(WHAT IS NEEDED): Return each line below that contains the string "GeoJSON", matching case exactly.

(DATA FOR THIS TASK):
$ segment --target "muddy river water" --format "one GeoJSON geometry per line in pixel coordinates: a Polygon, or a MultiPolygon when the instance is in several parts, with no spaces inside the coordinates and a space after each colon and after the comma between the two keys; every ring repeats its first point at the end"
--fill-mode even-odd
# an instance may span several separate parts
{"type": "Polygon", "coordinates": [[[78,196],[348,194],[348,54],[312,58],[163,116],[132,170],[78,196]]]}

--

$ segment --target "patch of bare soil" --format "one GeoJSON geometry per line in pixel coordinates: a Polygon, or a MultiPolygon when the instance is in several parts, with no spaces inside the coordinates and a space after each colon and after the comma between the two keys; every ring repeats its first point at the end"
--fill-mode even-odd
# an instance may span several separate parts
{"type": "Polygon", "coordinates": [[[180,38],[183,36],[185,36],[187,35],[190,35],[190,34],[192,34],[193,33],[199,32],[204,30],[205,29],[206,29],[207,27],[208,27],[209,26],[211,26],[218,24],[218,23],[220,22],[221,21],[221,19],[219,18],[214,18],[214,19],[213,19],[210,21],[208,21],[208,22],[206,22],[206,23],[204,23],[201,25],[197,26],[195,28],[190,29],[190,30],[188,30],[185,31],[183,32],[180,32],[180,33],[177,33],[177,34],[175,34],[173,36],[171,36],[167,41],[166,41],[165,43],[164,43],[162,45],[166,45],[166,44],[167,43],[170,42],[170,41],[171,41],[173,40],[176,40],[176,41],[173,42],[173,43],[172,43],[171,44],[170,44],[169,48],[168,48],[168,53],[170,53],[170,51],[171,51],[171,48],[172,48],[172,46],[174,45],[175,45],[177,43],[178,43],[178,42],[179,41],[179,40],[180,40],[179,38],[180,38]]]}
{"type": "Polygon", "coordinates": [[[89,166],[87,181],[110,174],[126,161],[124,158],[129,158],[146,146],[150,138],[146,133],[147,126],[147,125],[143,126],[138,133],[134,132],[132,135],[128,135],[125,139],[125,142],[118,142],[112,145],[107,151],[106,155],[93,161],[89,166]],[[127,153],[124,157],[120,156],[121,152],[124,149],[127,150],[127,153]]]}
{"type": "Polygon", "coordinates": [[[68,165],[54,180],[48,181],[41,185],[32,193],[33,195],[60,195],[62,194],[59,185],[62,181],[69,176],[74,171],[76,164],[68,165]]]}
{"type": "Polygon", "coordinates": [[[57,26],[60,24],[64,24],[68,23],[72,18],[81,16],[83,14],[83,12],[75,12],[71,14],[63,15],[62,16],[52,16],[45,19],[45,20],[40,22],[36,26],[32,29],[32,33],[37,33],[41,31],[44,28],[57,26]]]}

...

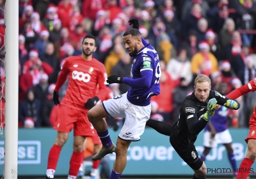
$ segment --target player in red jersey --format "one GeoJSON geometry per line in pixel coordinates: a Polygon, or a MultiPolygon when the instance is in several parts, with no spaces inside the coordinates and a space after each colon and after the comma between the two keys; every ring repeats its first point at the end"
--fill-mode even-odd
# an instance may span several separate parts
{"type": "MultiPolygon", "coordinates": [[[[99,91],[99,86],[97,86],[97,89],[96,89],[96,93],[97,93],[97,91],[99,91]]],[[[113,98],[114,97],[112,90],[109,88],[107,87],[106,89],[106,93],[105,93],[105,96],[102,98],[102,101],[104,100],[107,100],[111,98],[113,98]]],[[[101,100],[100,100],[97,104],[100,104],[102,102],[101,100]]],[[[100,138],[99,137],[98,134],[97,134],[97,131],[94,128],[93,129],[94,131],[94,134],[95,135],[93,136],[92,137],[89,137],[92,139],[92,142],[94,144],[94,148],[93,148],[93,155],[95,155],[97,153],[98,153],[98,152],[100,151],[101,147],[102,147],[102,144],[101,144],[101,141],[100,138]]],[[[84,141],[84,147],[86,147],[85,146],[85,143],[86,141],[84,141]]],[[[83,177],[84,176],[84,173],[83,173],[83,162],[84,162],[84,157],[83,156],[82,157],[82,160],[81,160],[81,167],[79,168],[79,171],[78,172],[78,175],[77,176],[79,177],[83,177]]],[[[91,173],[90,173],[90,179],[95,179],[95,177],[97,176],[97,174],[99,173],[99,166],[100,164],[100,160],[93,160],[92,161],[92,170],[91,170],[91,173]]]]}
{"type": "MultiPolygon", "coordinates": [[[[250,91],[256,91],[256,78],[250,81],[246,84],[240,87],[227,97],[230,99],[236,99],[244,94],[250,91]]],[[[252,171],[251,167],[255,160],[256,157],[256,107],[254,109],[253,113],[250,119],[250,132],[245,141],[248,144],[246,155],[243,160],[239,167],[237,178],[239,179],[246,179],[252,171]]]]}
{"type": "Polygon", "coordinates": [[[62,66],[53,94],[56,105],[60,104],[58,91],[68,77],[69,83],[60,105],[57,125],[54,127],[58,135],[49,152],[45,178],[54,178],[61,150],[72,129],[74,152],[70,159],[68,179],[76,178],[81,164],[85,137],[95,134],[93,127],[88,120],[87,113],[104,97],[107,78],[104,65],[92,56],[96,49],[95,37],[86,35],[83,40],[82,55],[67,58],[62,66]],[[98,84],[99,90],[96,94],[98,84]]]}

(REPLY TO THE EXERCISE):
$ segment --target "muddy river water" --format "one GeoJSON geometry per line in pixel coordinates: a Polygon, or a MultiPolygon when the instance is in several parts, with no spaces inside the coordinates and a space after each colon and after the comma between the two keys; every ring repeats its first point at the end"
$ segment --target "patch of bare soil" --format "one GeoJSON geometry per line in pixel coordinates: a Polygon, or a MultiPolygon when the instance is in several parts, with no spaces inside the coordinates and a space after each colon and after the comma between the two keys; every ring repeats its first point at the end"
$ segment --target player in red jersey --format "one GeoJSON geometry per line in pixel coordinates: a Polygon, or a MultiPolygon when the instance is in several parts, with no spaces inside the coordinates and a space after each colon and after the comma between the two keys; every ring repeats its first point at the end"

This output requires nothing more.